> _Task directions_
Copy the entries below word for word, beginning at the very first line and ending with the line that contains "[341,0,966,325]", and include both of those lines. Leave out the pictures.

-- start --

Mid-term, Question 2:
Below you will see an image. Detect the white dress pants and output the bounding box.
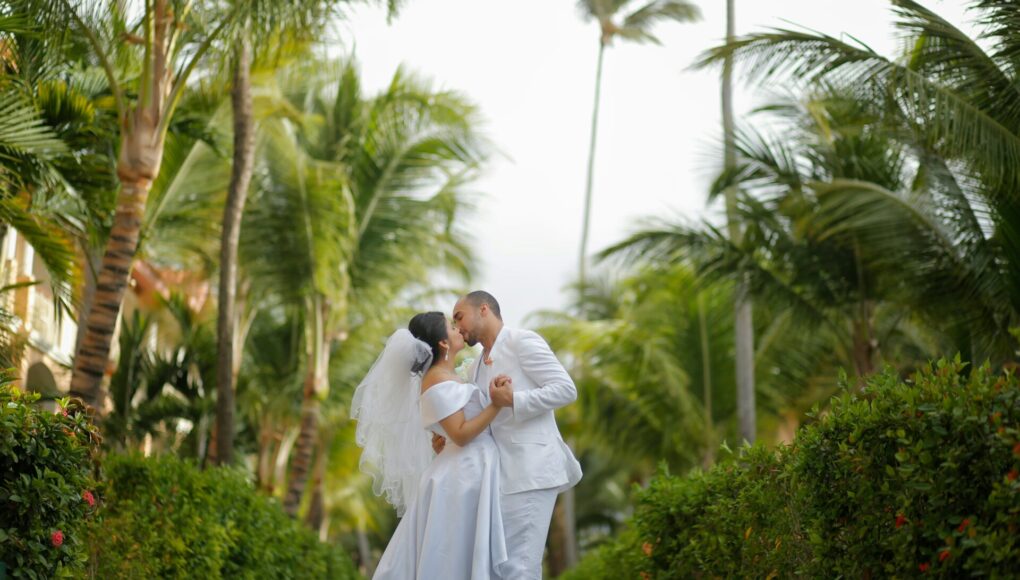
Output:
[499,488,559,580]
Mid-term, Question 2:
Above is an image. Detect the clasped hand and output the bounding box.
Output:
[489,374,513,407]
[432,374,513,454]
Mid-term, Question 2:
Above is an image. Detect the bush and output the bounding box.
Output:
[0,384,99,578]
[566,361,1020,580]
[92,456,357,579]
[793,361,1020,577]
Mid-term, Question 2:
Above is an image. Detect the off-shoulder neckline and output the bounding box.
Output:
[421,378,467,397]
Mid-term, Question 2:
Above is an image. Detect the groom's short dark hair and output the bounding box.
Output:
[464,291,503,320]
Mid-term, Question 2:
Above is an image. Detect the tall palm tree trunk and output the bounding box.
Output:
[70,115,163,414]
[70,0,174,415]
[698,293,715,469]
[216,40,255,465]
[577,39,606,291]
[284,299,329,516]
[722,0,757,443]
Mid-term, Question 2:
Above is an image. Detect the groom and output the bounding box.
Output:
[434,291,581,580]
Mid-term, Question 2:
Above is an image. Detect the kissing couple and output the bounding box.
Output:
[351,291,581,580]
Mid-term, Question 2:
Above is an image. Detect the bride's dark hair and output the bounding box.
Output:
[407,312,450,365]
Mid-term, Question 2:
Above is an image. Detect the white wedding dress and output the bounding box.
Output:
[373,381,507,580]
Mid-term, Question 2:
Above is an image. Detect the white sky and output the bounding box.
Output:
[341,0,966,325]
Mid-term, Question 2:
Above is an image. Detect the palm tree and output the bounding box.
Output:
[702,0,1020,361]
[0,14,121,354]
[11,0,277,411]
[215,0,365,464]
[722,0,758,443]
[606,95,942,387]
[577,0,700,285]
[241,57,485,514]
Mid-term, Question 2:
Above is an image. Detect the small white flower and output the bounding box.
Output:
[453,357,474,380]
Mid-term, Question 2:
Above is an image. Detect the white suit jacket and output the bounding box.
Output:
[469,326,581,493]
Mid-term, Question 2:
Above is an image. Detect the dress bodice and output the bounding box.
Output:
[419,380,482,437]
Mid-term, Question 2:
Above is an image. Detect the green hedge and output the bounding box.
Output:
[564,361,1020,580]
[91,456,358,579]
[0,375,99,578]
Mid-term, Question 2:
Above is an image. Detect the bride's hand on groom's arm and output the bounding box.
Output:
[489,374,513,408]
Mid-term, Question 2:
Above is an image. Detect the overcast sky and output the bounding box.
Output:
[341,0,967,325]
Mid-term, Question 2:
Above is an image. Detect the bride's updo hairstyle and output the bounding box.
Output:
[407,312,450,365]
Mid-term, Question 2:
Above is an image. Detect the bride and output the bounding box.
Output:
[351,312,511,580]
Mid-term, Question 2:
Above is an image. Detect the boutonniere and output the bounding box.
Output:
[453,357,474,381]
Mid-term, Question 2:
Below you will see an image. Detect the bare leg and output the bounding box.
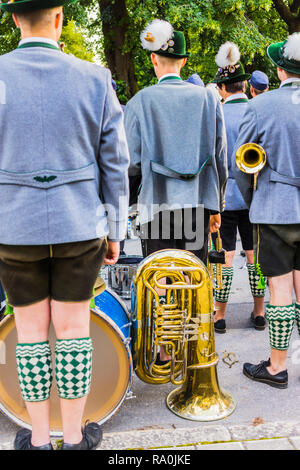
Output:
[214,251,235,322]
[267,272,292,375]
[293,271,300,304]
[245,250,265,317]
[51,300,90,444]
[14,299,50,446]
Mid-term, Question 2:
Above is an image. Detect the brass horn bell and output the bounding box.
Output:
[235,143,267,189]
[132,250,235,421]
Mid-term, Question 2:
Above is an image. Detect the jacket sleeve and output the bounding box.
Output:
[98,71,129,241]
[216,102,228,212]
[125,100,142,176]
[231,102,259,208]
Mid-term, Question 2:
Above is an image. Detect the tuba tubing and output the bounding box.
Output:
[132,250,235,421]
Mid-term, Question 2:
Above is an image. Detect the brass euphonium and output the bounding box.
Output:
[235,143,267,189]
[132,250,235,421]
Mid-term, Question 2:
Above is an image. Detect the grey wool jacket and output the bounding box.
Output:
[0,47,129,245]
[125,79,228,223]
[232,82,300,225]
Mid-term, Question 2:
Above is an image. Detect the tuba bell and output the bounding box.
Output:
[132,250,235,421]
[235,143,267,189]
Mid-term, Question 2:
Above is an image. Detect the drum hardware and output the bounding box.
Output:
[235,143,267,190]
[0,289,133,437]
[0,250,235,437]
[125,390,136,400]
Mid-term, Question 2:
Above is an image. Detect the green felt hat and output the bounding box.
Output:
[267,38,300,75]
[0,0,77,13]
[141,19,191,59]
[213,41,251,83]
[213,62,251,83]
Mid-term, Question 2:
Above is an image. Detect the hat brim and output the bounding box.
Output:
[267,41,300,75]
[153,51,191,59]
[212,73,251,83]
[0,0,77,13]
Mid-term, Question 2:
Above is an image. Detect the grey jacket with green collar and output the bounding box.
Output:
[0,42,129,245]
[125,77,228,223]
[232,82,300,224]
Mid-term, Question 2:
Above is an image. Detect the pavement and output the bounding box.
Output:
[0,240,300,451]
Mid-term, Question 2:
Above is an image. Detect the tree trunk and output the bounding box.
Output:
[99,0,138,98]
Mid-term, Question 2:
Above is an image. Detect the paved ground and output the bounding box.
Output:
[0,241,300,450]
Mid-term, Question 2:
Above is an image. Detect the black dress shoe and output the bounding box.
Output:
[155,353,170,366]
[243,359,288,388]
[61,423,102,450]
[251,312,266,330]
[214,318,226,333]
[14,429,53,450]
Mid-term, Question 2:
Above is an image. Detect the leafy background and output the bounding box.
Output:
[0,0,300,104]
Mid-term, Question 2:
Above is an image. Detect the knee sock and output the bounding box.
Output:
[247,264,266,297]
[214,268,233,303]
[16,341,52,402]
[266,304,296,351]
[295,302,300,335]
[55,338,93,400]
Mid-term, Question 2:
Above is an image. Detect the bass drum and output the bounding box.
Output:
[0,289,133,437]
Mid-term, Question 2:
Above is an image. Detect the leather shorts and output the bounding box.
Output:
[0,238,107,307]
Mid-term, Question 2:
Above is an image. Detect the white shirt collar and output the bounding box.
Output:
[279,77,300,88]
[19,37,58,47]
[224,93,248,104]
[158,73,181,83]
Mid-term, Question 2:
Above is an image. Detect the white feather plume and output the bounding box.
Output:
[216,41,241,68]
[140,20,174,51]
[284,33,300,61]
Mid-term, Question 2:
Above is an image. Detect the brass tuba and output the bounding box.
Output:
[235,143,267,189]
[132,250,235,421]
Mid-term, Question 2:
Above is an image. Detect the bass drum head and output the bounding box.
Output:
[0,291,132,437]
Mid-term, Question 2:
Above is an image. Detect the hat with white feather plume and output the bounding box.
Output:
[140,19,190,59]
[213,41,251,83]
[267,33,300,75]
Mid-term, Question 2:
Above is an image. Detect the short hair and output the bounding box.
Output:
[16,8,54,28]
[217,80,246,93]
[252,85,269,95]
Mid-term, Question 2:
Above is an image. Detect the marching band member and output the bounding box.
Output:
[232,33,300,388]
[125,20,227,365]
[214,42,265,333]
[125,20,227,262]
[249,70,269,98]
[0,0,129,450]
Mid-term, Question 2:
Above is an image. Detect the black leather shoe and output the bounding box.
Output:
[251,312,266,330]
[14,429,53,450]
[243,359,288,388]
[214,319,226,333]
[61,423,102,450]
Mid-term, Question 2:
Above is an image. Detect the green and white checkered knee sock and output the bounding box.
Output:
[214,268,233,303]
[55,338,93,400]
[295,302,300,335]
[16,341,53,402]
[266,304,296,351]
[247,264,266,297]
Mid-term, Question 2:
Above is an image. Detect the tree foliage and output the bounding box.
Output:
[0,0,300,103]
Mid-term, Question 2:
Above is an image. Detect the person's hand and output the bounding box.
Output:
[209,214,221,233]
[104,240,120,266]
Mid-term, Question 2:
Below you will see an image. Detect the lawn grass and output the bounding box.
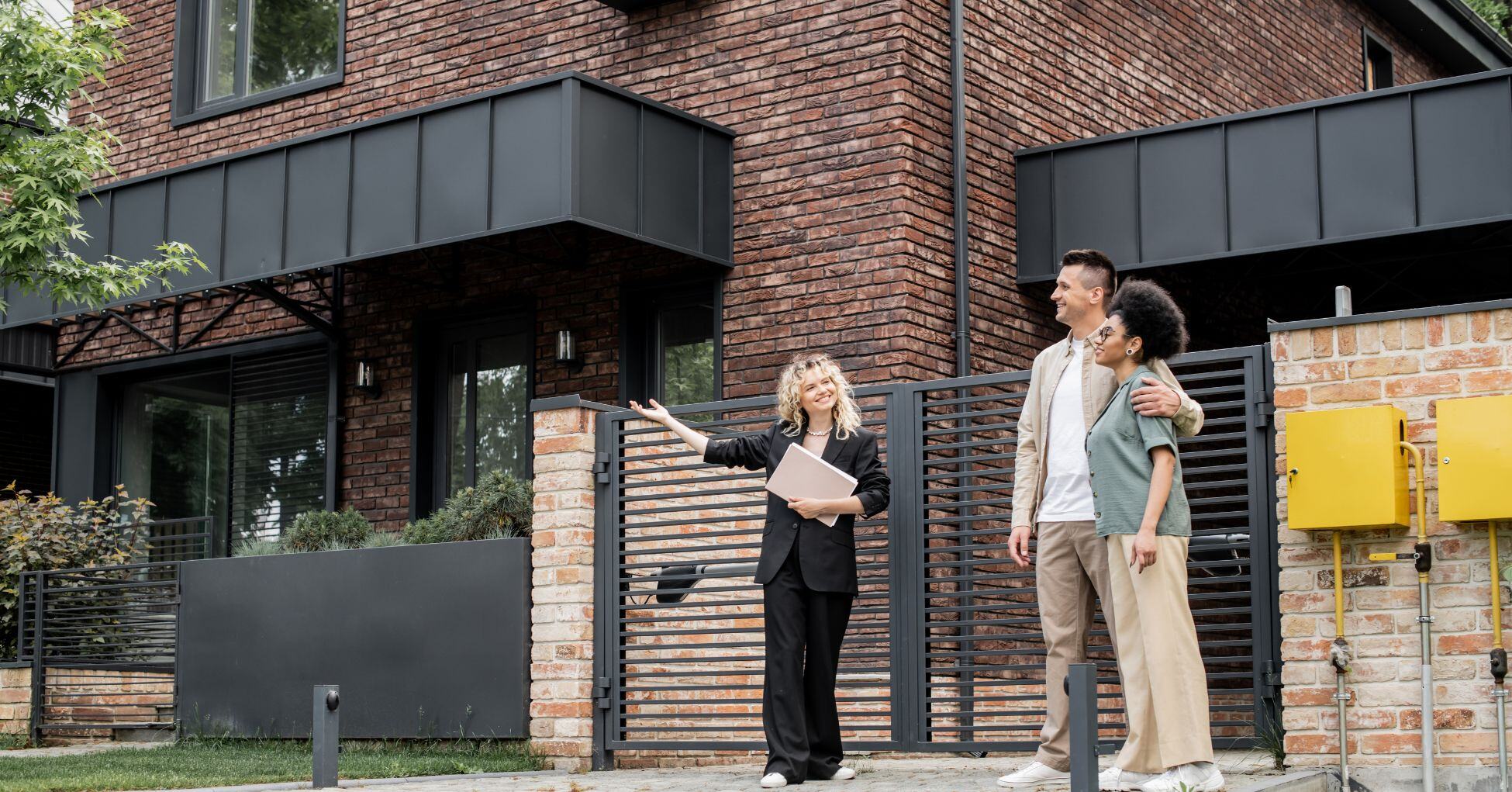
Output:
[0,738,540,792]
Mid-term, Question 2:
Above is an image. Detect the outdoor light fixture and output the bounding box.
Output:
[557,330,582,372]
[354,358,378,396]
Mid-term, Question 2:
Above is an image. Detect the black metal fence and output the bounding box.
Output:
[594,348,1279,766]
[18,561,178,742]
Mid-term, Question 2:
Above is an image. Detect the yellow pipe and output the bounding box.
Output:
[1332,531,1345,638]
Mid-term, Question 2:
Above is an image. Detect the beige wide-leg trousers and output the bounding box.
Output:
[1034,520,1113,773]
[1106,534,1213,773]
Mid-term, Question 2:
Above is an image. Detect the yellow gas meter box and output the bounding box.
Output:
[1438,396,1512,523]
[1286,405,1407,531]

-- end --

> _Written response_
Mid-term, Question 2:
Below you will see an image. Detect the white dress pants and output the bounding box.
Output:
[499,488,559,580]
Mid-term, Question 2:
Above is an image. Detect the clasped hand and output the bounding box.
Output:
[489,374,513,407]
[432,374,513,454]
Mid-term, Question 2:
Above is an image. Detect the bush and output the bounding box.
Output:
[0,384,99,578]
[566,361,1020,580]
[92,456,357,579]
[793,361,1020,577]
Mid-term, Question 2:
Above is an image. Detect the off-shoulder neckline and output the bounding box.
Output:
[421,378,467,397]
Mid-term, Question 2:
Above is an image. Detect the groom's short dark hair and output the bounding box.
Output:
[464,291,503,320]
Mid-term, Question 2:
Above is an image. Detect the tall palm tree trunk and output the bounding box.
Output:
[70,115,163,414]
[70,0,174,415]
[698,293,715,469]
[216,40,255,465]
[577,39,606,291]
[284,299,329,516]
[722,0,757,443]
Mid-term, Question 2:
Above is an image. Detect the groom and output the bounding box.
Output:
[434,291,581,580]
Mid-term, Question 2:
Above is an image. Detect the kissing couple and output the bounding box.
Output:
[351,291,581,580]
Mid-term, Question 2:
Above is an image. Detect the bride's dark hair and output the bounding box.
Output:
[407,312,450,365]
Mid-term, Question 2:
Above is an image. Detect the white wedding dress and output the bounding box.
Output:
[373,381,507,580]
Mid-term, Question 2:
Above is an image. Detect the white sky and output the bounding box.
Output:
[341,0,966,325]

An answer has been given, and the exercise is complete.